- WHAT YOU ARE ASKED TO DO: Please write out the lines starting at the beginning and ending with the line that contains "406 115 430 131", requests included, and raise every bounding-box coordinate in the answers by 59.

====

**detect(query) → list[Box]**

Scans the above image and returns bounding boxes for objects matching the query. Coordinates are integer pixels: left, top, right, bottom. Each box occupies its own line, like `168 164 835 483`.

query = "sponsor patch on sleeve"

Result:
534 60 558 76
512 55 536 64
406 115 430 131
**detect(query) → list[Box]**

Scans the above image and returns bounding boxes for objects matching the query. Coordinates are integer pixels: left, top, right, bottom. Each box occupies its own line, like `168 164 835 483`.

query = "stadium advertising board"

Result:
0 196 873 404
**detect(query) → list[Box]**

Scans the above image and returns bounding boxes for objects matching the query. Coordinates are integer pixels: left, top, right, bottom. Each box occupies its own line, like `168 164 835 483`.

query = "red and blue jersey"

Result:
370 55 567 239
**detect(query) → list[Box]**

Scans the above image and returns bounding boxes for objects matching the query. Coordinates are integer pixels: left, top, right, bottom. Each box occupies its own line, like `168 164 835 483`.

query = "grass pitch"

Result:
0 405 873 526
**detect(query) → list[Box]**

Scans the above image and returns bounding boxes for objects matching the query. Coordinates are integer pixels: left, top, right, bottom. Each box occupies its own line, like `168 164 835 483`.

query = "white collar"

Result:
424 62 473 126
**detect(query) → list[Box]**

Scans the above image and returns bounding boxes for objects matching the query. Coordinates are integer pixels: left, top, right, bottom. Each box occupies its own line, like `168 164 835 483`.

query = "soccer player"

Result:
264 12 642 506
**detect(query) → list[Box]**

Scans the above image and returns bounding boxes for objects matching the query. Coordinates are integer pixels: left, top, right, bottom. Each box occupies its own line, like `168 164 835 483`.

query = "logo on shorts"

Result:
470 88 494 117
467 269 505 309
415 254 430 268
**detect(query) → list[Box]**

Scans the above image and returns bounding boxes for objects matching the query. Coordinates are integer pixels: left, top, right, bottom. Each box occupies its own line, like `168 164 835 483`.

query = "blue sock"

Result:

====

- FINISHED EXERCISE:
**detect(query) → list[Box]**

Scans the above image and returns bounding boxes for objects matching the query. Coordinates are integer pixels: left, top, right, bottom. Each box occupies its own line, like `168 164 835 483`.

query = "sponsor patch on sleeve"

Result:
593 119 617 135
571 114 595 123
465 174 489 190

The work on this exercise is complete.